Document extract:
((
When fed a chow diet, the body weight of female PIKE−/− mice was slightly, but significantly, lower at 8 weeks old compared with wild-type mice (17.29 ± 0.27 vs. 16.33 ± 0.29 g, P < 0.05, n = 7, Student t test). The difference was more prominent in mice fed with HFD (55% of calories derived from fat). After HFD feeding for 14 weeks, obesity developed in wild-type but not in PIKE−/− animals (Fig. 2,A). Daily food intake of PIKE−/− mice fed a chow diet was normal, but the amount of food intake in PIKE−/− mice was substantially less than that in the control fed HFD (Fig. 2,B). Increased body weight was associated with a drastic gain of inguinal WAT weight in wild-type but not in PIKE−/− mice (312% in wild-type vs. 46.5% in knockout) (Fig. 2,C). The adipocytes in PIKE−/− mice were also smaller in both feeding conditions (Fig. 2,D and E). Moreover, circulating leptin and TNF-α concentrations were lower in PIKE−/− mice (Fig. 2,F and G). Expression of PIKE-A was greatly enhanced in the WAT and muscle of mice fed with HFD and the genetically obese (ob/ob) mice (Fig. 2,H, first and fifth panels). In contrast, no noticeable alternation of hepatic PIKE expression was detected among all the tested groups (Fig. 2 H, third panel), suggesting a tissue-specific function of PIKE-A in obesity development.

PIKE is essential for adipocyte differentiation.

Under chow diet feeding conditions, expressions of mature adipocyte markers aP2 and the master regulators of adipocyte differentiation, PPARγ and C/EBPα (24,25), were reduced in PIKE−/− WAT (Fig. 3,A). However, no significant difference was found in preadipocyte marker Pref-1 between wild-type and mutant. Comparable increment of Pref-1 was also detected in both genotypes treated with HFD, suggesting the proliferation of preadipocyte was similar in both genotypes (Fig. 3 A). However, subsequent adipocyte differentiation was impaired in PIKE−/− mice as the expression of aP2, PPARγ, and C/EBPα was greatly reduced.

Next, we sought to determine whether the deletion of PIKE-A per se is sufficient to prevent adipogenesis in vitro. Whereas mouse embryonic fibroblasts (MEFs) from wild-type mice differentiated into adipocytes, as evident by the accumulation of lipid droplets within the cells, PIKE−/− MEFs failed to fully differentiate under the same condition (Fig. 3,B). A significantly lower amount of oil red O staining was found in PIKE−/− MEFs after induction (Fig. 3,C). Moreover, expression of mature adipocyte markers aP2, C/EBPα, and PPARγ was lower in PIKE−/− MEFs after differentiation (Fig. 3 D), which was consistent with the findings in WAT. These results suggest lipoatrophy is a direct consequence of PIKE-A depletion in WAT, which may explain the reduced adiposity of mutant mice.
))
Required work: Can you return, word for word, the portion of the PIKE mouse text starting at "PIKE is essential" and ending at "was greatly reduced."?

Data section:
((
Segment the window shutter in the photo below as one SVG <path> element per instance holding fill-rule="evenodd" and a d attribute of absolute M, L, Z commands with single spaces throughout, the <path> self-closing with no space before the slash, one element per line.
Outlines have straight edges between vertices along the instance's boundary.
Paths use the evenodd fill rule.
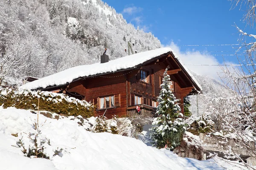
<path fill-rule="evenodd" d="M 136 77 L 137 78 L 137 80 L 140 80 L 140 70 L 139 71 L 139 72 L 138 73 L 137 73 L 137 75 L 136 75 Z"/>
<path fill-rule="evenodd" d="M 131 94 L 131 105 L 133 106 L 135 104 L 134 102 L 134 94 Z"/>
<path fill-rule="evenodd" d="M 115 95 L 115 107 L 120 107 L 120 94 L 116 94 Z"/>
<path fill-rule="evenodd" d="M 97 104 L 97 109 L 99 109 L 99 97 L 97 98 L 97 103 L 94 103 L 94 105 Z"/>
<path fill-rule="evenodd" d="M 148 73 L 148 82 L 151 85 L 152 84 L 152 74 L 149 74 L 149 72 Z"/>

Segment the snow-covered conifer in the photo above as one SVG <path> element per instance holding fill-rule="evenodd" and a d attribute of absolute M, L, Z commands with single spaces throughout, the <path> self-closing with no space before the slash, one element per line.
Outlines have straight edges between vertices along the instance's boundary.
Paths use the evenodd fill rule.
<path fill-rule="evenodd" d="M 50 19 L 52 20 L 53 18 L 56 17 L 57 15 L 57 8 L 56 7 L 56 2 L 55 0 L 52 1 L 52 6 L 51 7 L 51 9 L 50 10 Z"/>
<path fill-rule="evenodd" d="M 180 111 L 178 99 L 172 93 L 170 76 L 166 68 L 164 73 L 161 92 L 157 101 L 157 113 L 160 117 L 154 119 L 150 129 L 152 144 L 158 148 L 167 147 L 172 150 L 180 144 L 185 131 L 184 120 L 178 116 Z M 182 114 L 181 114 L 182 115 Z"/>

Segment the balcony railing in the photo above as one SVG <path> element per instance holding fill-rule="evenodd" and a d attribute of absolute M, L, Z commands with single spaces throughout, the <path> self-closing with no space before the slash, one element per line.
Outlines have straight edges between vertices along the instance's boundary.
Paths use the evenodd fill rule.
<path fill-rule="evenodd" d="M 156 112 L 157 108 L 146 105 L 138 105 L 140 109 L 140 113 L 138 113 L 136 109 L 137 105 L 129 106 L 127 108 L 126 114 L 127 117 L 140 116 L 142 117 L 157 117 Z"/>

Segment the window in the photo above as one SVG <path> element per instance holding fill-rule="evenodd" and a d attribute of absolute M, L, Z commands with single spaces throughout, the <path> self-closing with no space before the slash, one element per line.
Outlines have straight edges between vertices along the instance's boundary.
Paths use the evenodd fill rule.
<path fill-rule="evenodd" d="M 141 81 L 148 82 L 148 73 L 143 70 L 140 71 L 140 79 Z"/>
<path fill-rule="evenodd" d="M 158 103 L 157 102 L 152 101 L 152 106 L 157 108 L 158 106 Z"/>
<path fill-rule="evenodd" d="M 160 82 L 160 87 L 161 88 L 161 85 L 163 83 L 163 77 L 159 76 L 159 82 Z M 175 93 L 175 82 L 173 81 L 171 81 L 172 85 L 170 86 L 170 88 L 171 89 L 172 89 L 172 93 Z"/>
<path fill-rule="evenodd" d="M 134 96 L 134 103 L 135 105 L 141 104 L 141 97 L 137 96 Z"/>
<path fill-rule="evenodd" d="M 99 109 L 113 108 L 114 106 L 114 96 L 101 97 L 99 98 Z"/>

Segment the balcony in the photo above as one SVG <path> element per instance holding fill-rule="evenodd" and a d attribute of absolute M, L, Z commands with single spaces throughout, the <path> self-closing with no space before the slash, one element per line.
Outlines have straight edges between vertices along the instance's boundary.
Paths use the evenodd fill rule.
))
((
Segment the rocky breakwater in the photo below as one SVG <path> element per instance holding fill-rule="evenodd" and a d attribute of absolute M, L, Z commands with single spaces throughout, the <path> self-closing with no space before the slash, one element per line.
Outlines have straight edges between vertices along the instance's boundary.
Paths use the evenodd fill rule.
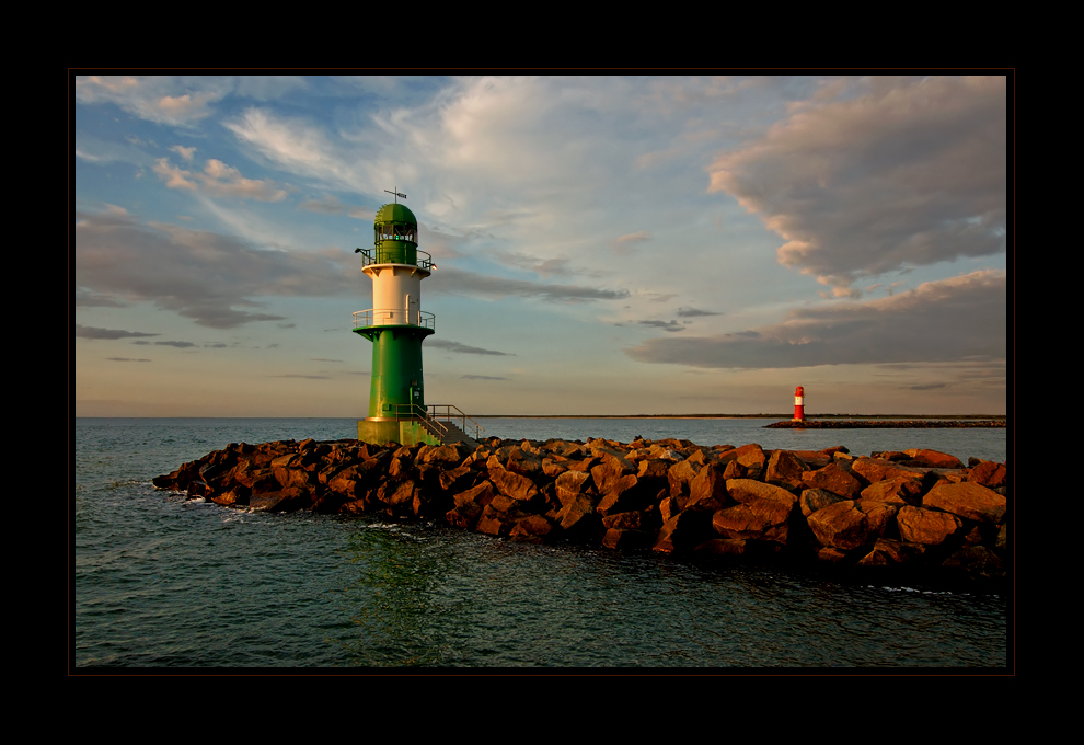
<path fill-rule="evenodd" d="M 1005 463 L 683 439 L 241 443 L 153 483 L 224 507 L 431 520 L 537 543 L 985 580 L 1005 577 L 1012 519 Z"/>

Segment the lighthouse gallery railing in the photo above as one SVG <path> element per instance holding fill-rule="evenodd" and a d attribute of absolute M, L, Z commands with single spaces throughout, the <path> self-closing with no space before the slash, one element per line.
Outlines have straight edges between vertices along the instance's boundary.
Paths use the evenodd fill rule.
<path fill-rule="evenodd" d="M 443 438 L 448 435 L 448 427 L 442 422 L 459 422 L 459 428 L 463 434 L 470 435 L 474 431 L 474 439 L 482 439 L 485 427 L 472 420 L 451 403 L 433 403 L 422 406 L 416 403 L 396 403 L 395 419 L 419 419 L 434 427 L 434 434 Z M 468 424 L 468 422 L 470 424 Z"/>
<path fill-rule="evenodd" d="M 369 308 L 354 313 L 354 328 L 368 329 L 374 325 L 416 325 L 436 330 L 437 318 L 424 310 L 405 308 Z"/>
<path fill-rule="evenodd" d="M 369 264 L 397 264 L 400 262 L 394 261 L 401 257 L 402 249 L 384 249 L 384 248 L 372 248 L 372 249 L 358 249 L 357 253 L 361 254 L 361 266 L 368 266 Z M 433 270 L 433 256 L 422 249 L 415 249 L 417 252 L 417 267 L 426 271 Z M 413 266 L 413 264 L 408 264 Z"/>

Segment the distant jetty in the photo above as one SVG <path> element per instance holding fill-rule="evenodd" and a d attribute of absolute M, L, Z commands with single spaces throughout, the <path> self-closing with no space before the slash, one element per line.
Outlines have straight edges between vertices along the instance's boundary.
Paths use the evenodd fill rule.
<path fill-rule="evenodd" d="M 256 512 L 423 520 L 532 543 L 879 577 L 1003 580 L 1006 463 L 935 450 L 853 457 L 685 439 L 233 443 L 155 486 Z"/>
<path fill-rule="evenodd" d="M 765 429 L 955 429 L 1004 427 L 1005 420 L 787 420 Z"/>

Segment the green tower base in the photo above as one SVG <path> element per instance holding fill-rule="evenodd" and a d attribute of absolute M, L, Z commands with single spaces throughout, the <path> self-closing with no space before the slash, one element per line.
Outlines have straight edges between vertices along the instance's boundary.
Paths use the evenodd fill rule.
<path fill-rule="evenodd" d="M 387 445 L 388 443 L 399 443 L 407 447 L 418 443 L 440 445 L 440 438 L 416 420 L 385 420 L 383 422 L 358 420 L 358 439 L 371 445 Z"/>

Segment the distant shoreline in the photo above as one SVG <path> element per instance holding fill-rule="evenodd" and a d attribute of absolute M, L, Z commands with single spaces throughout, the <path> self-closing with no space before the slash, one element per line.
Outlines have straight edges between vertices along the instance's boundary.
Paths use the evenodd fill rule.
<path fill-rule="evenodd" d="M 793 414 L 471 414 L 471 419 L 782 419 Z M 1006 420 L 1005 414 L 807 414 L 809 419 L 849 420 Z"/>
))
((
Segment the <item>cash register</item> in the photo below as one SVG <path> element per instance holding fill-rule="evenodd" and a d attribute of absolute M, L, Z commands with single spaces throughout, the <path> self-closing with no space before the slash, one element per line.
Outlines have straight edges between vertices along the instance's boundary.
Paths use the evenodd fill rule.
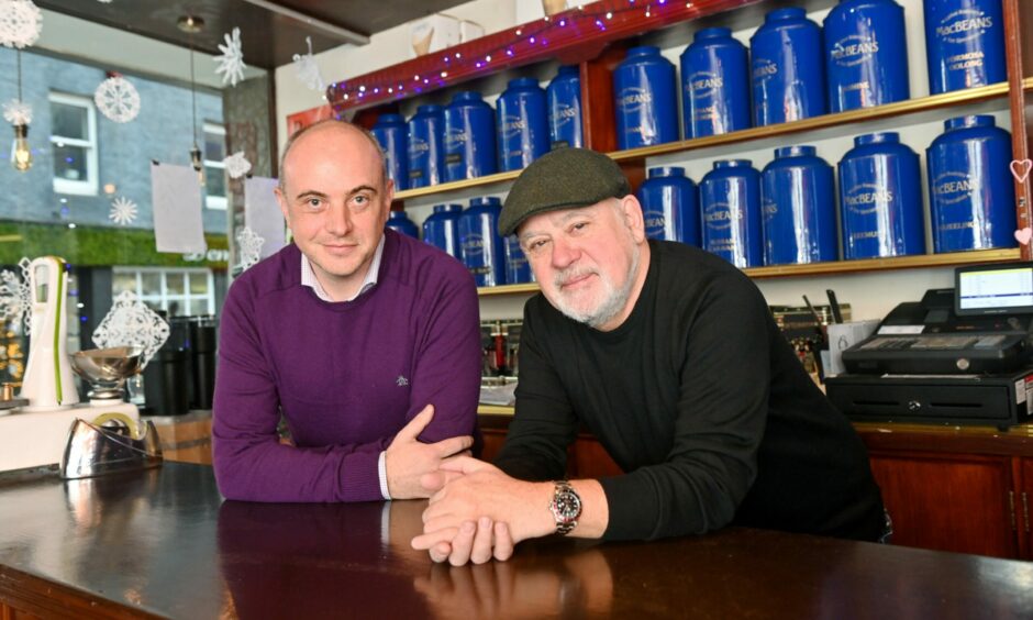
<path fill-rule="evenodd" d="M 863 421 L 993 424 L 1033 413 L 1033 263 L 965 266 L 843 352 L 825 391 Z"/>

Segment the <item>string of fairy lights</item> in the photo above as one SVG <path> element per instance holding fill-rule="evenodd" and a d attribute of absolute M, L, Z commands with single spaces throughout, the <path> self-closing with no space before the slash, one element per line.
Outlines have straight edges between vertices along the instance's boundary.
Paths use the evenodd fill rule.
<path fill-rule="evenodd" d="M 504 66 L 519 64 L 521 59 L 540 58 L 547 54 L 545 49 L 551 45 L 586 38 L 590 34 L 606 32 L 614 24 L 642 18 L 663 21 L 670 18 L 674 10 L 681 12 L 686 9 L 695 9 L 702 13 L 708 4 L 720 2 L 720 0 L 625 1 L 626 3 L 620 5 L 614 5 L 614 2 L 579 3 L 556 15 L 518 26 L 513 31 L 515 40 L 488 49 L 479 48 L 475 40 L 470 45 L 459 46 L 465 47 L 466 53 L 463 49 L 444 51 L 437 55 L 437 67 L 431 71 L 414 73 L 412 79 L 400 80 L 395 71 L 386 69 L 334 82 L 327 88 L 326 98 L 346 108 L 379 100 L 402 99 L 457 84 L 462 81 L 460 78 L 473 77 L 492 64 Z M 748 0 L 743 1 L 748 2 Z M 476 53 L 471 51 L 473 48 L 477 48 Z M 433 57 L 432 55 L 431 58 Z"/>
))
Solution to this task:
PIKE is essential for adipocyte differentiation.

Under chow diet feeding conditions, expressions of mature adipocyte markers aP2 and the master regulators of adipocyte differentiation, PPARγ and C/EBPα (24,25), were reduced in PIKE−/− WAT (Fig. 3,A). However, no significant difference was found in preadipocyte marker Pref-1 between wild-type and mutant. Comparable increment of Pref-1 was also detected in both genotypes treated with HFD, suggesting the proliferation of preadipocyte was similar in both genotypes (Fig. 3 A). However, subsequent adipocyte differentiation was impaired in PIKE−/− mice as the expression of aP2, PPARγ, and C/EBPα was greatly reduced.